Man ordered to stand trial for attempted 2nd-degree murder; victim refuses to testify, but court hears harrowing 911 call

photo by: Kim Callahan/Journal-World

Dustin Lane appears Friday, Sept. 13, 2024, in Douglas County District Court.

A man’s preliminary hearing for attempted murder began dramatically Friday with the alleged victim, before the judge even took the bench, claiming loudly and profanely to the gallery that she was never going to testify and begging repeatedly to leave.

She nevertheless was called as the first witness against Dustin Ian Lane, 39, whom Judge Sally Pokorny, by hearing’s end, would order to stand trial for attempted second-degree murder and aggravated intimidation of a witness.

On the stand, the woman declined to testify, claiming that she didn’t remember anything and even trying to invoke a Fifth Amendment privilege, until Senior Assistant District Attorney Ricardo Leal asked Pokorny to hold her in contempt, which Pokorny threatened to do. The woman then acknowledged that she spoke to police on the night in question, but she declined to say anything else. Pokorny then excused her from the witness stand while keeping her under subpoena.

▶ Task to carry out
Can you reproduce, word for word, the part of the hearing report that opens with the words containing "On the stand, the" and closes with "her under subpoena."?

▶ Given entries
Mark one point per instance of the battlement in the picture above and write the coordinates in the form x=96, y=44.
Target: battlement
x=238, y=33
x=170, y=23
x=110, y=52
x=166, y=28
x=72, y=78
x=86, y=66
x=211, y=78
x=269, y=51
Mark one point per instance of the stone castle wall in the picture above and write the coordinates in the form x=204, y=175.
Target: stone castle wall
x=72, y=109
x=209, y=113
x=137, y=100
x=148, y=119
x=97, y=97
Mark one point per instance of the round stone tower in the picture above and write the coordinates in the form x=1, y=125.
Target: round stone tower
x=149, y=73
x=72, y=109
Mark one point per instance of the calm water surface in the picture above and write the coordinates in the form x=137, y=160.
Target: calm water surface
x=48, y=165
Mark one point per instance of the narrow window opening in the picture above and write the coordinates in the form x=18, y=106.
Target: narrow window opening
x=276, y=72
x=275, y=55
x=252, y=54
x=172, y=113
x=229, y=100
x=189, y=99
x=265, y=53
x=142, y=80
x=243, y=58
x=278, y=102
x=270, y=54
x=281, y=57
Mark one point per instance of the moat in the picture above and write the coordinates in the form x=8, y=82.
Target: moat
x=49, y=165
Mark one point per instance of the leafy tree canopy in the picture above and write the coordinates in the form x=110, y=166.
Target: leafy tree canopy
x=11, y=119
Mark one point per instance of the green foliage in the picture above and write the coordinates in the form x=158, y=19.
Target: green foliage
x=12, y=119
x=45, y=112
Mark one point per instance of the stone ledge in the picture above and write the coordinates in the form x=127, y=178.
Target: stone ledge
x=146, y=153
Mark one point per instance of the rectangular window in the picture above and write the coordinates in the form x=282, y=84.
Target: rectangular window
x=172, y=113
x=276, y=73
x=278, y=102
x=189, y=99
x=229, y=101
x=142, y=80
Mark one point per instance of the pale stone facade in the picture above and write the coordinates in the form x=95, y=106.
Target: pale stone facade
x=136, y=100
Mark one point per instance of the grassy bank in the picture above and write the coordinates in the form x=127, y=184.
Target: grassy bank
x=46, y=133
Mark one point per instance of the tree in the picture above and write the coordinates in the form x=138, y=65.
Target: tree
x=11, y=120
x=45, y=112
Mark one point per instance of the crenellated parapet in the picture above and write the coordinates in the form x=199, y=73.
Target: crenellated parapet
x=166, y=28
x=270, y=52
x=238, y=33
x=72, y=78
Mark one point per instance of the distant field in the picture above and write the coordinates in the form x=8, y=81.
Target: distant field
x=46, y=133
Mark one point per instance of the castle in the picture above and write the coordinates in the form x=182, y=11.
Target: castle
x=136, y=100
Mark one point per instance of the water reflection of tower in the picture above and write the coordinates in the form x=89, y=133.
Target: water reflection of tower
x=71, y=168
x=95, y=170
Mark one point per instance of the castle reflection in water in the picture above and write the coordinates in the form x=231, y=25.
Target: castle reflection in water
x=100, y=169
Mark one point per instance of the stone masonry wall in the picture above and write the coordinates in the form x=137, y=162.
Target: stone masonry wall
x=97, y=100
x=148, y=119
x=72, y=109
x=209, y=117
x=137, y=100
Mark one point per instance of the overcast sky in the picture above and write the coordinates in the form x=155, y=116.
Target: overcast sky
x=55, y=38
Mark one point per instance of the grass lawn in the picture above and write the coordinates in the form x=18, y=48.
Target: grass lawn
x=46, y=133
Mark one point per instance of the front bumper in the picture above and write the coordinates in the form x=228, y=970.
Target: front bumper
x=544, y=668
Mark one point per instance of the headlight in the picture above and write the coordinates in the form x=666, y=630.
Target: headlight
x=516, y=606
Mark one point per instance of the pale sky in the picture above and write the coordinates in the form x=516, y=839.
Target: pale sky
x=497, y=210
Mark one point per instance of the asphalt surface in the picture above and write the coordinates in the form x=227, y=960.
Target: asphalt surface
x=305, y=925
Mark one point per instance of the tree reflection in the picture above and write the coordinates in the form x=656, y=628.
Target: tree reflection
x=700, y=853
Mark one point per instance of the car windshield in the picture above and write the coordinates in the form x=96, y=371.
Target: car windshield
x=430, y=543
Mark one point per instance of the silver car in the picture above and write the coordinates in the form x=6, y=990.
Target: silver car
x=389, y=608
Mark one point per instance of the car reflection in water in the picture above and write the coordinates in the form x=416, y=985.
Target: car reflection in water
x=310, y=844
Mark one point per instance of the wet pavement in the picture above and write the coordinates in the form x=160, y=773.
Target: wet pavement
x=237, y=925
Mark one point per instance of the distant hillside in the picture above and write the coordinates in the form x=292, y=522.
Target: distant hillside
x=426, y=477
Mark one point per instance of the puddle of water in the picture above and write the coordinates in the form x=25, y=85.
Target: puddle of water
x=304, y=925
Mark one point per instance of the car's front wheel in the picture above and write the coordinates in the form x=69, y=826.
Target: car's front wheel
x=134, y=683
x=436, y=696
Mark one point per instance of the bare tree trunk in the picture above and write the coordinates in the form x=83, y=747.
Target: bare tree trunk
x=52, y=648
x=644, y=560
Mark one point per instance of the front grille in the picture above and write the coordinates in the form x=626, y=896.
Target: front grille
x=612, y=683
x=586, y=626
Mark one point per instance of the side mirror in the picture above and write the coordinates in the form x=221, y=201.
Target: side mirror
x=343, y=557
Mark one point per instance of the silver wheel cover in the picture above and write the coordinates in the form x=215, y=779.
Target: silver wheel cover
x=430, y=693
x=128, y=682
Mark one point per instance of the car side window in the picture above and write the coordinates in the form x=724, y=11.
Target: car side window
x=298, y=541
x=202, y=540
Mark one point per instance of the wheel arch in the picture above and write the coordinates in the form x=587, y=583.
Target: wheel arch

▶ Written response
On the stand, the woman declined to testify, claiming that she didn’t remember anything and even trying to invoke a Fifth Amendment privilege, until Senior Assistant District Attorney Ricardo Leal asked Pokorny to hold her in contempt, which Pokorny threatened to do. The woman then acknowledged that she spoke to police on the night in question, but she declined to say anything else. Pokorny then excused her from the witness stand while keeping her under subpoena.